[Exercise passage — start]
An administrative penalty is a monetary penalty issued by OHS for non-compliance with OHS legislation. When an OHS officer observes either a contravention of OHS legislation or non-compliance with an order, acceptance or approval at a work site, the officer may refer a work site party for an administrative penalty. Administrative penalty amounts are a maximum of $10,000 per day, per contravention.
Work site parties that violate Alberta occupational health and safety legislation may be charged. If a judge determines the work site parties are guilty, the work site parties are convicted of the offence.
An acceptance provides for an alternative approach as long as it offers equal or greater protection to workers than the original requirements in the OHS Regulation or Code.
An approval allows an OHS director to approve a different approach to achieving compliance with specific OHS provisions or requirements. This can include equipment or a process, standard, course or training agency, among other things, as specified by the OHS Act, Regulation or Code.
[Exercise passage — finish]
Study questions:
• A. Answer these questions from the OHS passage:
(i) What is the maximum amount of an administrative penalty?
(ii) What happens to work site parties if a judge determines they are guilty?
(iii) What must an acceptance offer to workers?
• B. Swap "judge" for "court" and write out part of the OHS passage again. Begin at the words "Work site parties that", and stop after "OHS Regulation or Code.".
The lines that come next are separate material from the OHS passage.
[Extracted information — start]
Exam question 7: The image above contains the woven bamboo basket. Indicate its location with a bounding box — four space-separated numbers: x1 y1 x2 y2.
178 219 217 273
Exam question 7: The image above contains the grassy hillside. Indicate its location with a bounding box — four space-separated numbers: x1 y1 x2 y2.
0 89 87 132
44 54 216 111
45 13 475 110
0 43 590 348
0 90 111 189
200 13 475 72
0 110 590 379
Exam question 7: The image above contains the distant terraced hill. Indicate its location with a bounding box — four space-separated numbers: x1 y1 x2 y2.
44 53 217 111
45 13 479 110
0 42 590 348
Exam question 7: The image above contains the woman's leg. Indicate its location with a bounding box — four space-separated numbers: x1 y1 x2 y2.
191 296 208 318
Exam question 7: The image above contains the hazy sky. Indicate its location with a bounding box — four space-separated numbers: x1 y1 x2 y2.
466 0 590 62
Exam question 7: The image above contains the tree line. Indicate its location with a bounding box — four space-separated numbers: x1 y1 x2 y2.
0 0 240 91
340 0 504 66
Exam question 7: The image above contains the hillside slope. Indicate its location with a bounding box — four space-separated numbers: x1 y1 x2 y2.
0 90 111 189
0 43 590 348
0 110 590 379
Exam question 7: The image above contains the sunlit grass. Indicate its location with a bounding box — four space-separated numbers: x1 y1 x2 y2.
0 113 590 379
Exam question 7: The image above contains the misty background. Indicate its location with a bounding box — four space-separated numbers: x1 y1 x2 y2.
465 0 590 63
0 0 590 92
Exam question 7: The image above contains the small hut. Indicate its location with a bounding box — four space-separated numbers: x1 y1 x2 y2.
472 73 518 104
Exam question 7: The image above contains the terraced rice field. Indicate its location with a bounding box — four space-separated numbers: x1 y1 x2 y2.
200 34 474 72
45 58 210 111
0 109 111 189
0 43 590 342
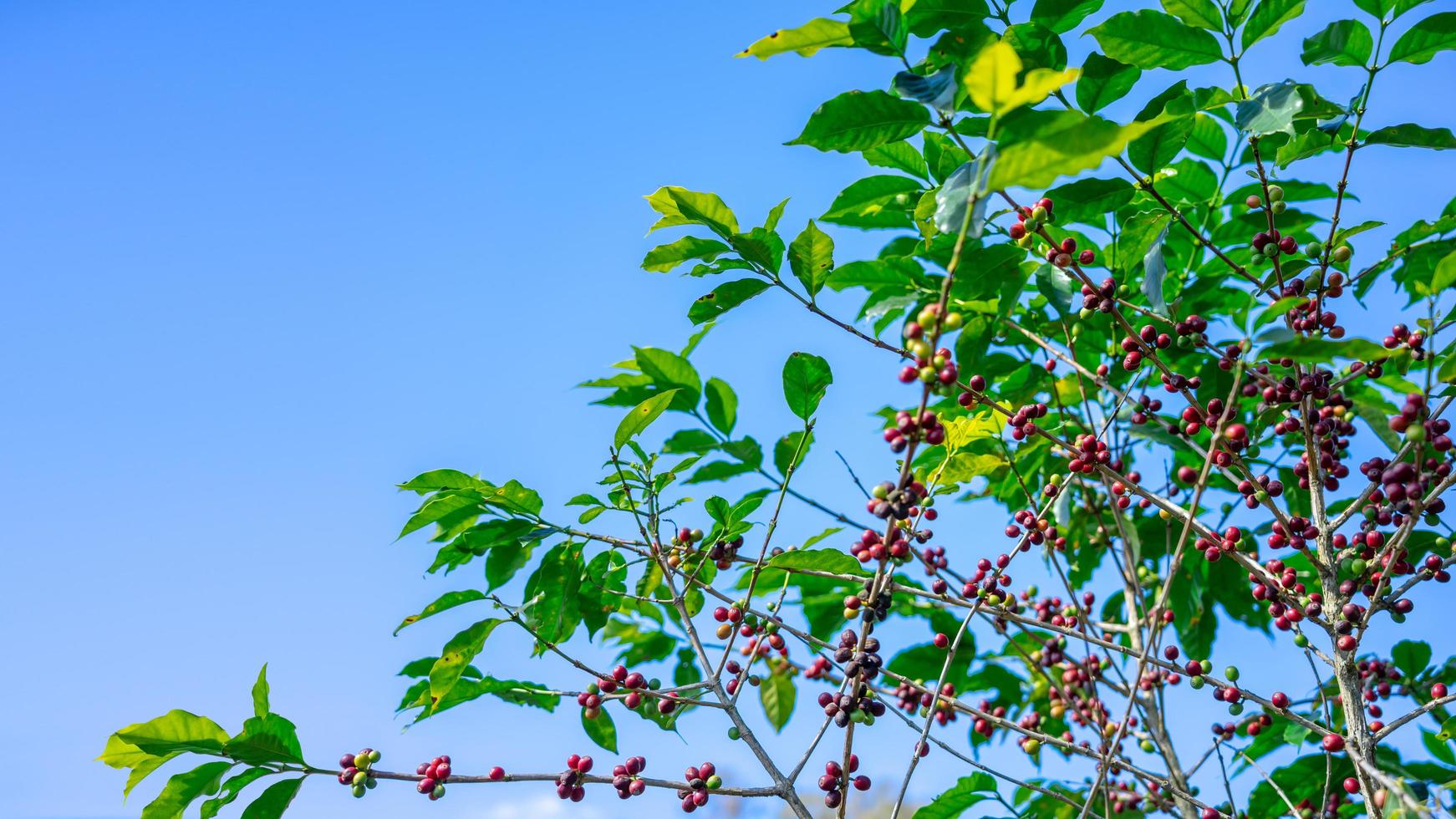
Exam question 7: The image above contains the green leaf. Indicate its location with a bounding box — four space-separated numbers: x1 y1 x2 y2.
1240 0 1305 49
1354 0 1431 20
1046 177 1136 227
789 219 838 298
863 140 929 179
581 709 618 754
395 589 485 634
1260 336 1391 364
202 768 273 819
1163 0 1223 31
687 279 769 324
773 429 814 474
141 762 233 819
1364 122 1456 151
253 664 268 719
430 618 504 703
1391 640 1431 681
1036 265 1081 316
759 674 798 732
820 175 922 227
240 777 303 819
399 489 485 537
642 236 728 273
522 542 587 643
223 715 303 766
900 0 990 37
1031 0 1102 33
121 752 182 799
115 710 227 756
1188 112 1229 161
1387 12 1456 63
1428 253 1456 295
579 550 628 634
632 348 702 412
646 191 738 238
736 18 853 59
785 90 930 153
914 771 996 819
612 390 677 450
1127 116 1193 175
783 352 834 420
1076 51 1143 114
703 379 738 435
760 548 862 572
1299 20 1374 65
987 110 1158 191
1087 8 1223 70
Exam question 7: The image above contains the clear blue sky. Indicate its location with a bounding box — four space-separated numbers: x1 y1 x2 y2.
0 0 1456 817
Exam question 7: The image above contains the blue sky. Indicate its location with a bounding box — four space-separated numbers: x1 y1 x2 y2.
0 0 1456 817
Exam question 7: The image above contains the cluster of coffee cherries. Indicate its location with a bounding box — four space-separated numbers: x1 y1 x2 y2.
1389 393 1452 452
848 529 911 563
995 509 1060 547
1385 324 1425 361
865 480 934 523
1356 659 1401 730
1009 196 1057 240
885 410 945 452
1046 236 1097 267
1360 460 1450 528
1244 185 1289 216
971 701 1007 739
844 581 889 625
714 601 748 640
1077 277 1118 318
818 754 869 811
1250 224 1299 259
612 756 646 799
900 304 962 395
1238 474 1284 509
895 680 956 726
1021 586 1097 628
904 304 965 348
708 536 742 569
1006 401 1048 440
1121 324 1173 373
1128 393 1163 426
677 762 724 813
1360 454 1450 525
556 754 593 801
577 664 649 720
1194 526 1244 563
830 628 885 686
1280 277 1346 339
667 526 703 569
339 748 380 797
415 755 450 801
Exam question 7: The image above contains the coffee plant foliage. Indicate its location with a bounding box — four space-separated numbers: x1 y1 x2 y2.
100 0 1456 819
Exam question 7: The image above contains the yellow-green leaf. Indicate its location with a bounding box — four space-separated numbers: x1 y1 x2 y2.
736 18 853 59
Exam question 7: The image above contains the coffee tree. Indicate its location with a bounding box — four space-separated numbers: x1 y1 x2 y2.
102 0 1456 819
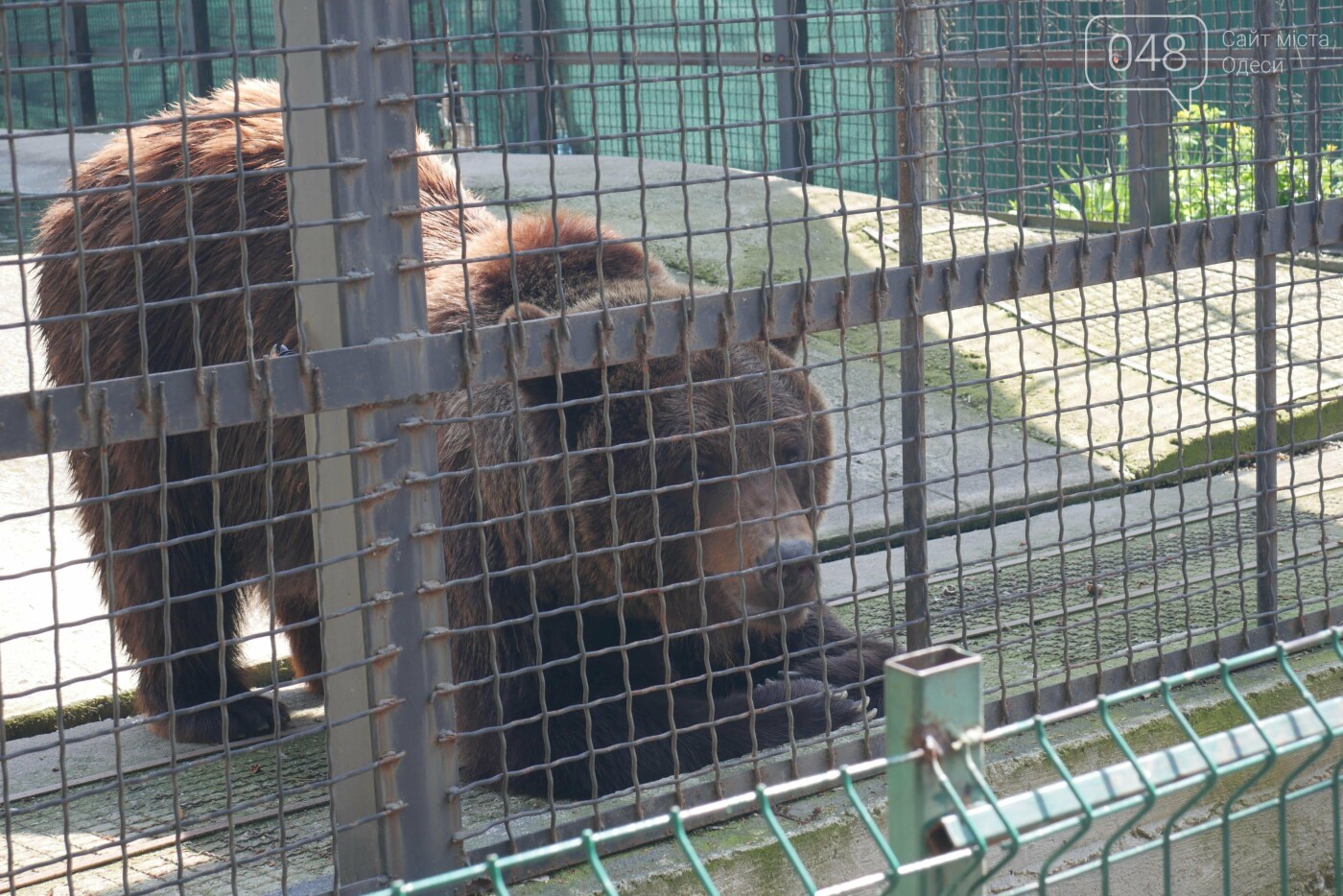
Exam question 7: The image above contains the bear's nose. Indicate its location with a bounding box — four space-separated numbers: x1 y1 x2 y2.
756 540 816 604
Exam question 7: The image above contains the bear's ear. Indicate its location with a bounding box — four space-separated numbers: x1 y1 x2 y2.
769 336 802 360
500 302 601 429
470 212 665 313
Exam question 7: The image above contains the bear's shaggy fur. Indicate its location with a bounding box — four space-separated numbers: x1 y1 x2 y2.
37 81 893 798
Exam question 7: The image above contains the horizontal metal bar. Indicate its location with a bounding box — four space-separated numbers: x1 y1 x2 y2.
415 47 1343 70
0 199 1343 460
932 669 1343 850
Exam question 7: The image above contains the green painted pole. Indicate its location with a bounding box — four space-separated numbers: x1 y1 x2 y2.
885 647 984 896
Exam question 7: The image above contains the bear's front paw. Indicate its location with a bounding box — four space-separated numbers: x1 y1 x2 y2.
792 640 899 716
154 695 289 744
751 677 876 745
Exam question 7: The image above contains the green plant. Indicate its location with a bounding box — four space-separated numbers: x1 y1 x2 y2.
1053 104 1343 222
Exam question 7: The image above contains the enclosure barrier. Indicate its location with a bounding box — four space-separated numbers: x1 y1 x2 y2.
365 628 1343 896
0 0 1343 892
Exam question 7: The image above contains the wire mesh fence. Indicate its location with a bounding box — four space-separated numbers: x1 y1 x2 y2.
0 0 1343 892
380 628 1343 896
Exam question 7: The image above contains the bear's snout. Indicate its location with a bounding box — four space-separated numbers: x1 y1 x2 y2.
756 540 816 607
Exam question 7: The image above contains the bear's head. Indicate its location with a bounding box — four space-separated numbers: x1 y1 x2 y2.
470 218 833 642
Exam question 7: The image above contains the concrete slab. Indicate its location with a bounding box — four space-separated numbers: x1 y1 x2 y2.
0 130 111 200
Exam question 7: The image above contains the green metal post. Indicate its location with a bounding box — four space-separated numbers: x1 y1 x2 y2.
886 647 984 896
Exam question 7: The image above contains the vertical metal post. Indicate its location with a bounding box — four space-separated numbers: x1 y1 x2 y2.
885 647 984 896
64 3 96 125
1124 0 1171 227
896 1 932 650
275 0 460 892
182 0 215 97
1253 0 1277 625
517 0 554 153
773 0 813 182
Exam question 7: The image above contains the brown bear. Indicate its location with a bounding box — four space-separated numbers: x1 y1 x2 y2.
37 81 894 798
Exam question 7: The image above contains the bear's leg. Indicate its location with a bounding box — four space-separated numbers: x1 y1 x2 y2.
507 660 866 799
95 486 289 743
275 573 322 694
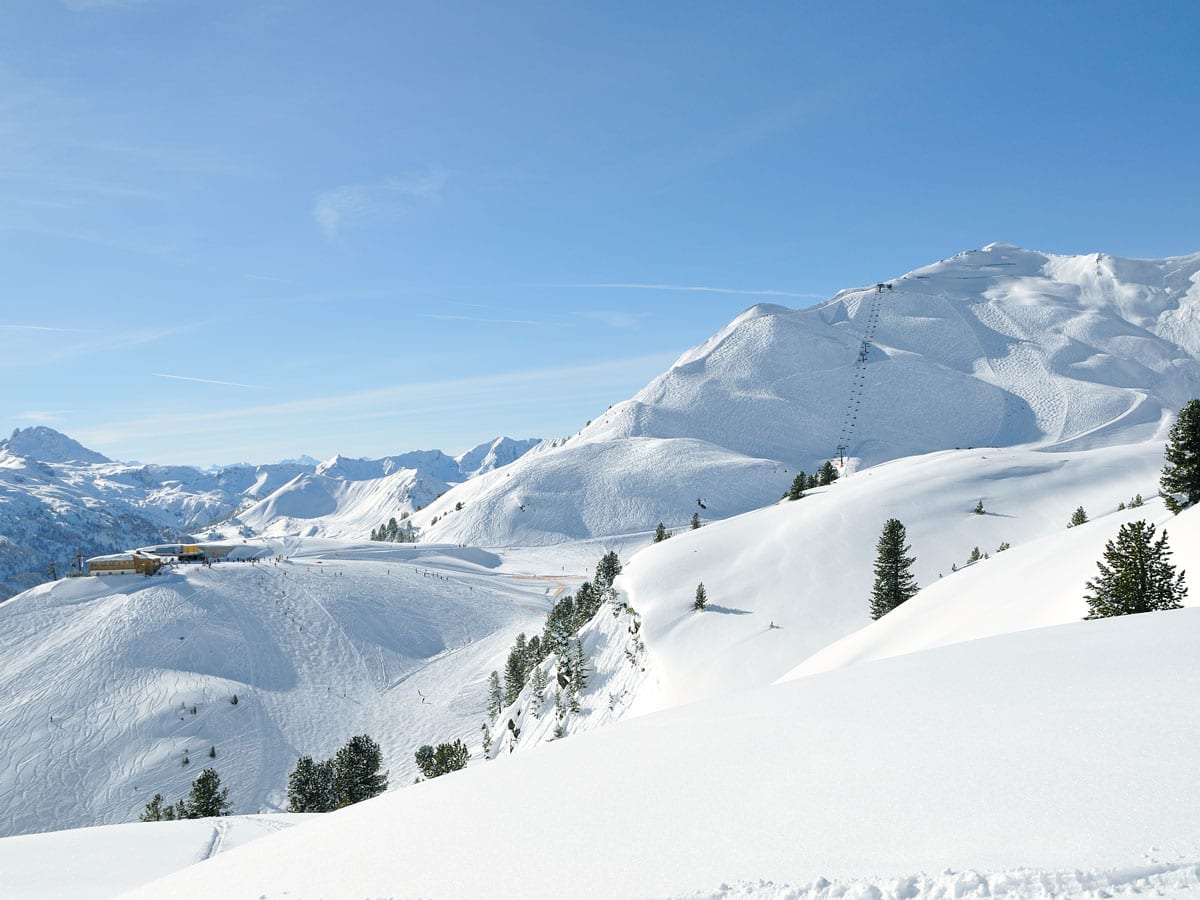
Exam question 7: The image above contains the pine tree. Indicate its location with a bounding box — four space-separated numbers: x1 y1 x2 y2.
570 637 588 698
415 736 468 778
413 744 437 778
529 666 550 715
787 472 805 500
187 769 233 818
1084 521 1188 619
487 668 504 719
1158 400 1200 512
871 518 916 619
554 688 566 721
433 738 470 775
288 756 341 812
526 635 546 677
138 793 175 822
504 632 526 706
593 550 620 592
334 734 388 806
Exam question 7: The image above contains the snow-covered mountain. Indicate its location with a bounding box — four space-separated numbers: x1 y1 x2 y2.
230 438 541 539
117 508 1200 900
0 245 1200 898
415 244 1200 546
0 426 538 599
0 540 559 834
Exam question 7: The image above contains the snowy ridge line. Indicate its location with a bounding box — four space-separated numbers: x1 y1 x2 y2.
680 863 1200 900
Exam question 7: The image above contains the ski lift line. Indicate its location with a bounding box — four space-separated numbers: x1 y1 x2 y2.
838 283 890 467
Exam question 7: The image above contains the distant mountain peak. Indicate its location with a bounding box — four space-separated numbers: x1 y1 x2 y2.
0 425 112 463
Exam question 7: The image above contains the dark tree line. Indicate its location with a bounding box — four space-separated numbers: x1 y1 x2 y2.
288 734 388 812
371 514 416 544
139 769 233 822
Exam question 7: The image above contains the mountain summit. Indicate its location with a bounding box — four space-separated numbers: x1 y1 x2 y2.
415 244 1200 546
0 425 112 464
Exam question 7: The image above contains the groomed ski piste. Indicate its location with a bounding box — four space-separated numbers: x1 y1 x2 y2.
0 245 1200 898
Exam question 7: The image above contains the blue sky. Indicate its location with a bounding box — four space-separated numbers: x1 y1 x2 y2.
0 0 1200 464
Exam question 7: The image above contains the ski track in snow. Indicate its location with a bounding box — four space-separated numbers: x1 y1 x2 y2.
680 863 1200 900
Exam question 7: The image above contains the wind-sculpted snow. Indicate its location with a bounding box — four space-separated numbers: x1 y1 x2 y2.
617 442 1200 712
0 426 538 600
0 540 547 834
415 244 1200 545
117 610 1200 899
0 814 312 900
683 868 1200 900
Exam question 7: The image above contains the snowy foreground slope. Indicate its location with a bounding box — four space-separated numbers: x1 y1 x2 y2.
0 426 538 600
119 610 1200 898
414 244 1200 546
0 540 560 834
618 442 1166 712
0 815 312 900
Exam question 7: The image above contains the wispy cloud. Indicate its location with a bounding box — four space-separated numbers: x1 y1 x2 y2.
17 409 73 422
312 168 448 239
540 281 824 300
151 372 258 388
425 312 541 325
0 322 84 334
575 310 649 331
78 353 677 445
0 325 185 370
62 0 151 12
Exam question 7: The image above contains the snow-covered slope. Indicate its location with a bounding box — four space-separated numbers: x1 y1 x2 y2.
121 610 1200 898
0 540 553 834
784 499 1200 679
0 426 538 599
416 244 1200 546
595 442 1181 710
0 814 312 900
230 438 540 539
0 425 112 463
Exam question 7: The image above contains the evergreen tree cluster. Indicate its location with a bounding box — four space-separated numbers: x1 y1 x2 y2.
415 738 470 778
139 769 233 822
1084 521 1188 619
871 518 916 619
371 512 416 544
1158 400 1200 512
784 460 838 500
487 551 622 733
288 734 388 812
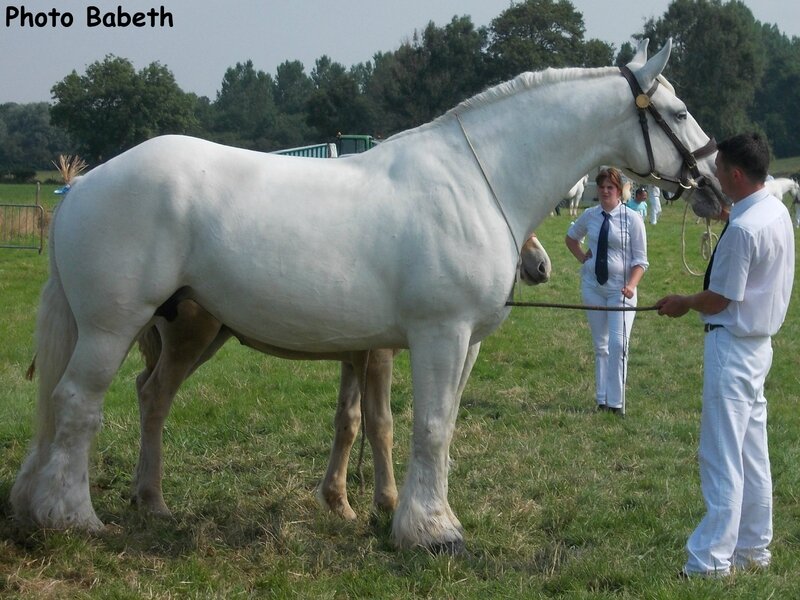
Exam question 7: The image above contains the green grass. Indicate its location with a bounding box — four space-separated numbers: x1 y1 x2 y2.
0 199 800 600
[Extracted information — finish]
Answers by item number:
• A.
(i) $10,000 per day, per contravention.
(ii) They are convicted of the offence.
(iii) Equal or greater protection than the original requirements in the OHS Regulation or Code.

• B.
Work site parties that violate Alberta occupational health and safety legislation may be charged. If a court determines the work site parties are guilty, the work site parties are convicted of the offence.
An acceptance provides for an alternative approach as long as it offers equal or greater protection to workers than the original requirements in the OHS Regulation or Code.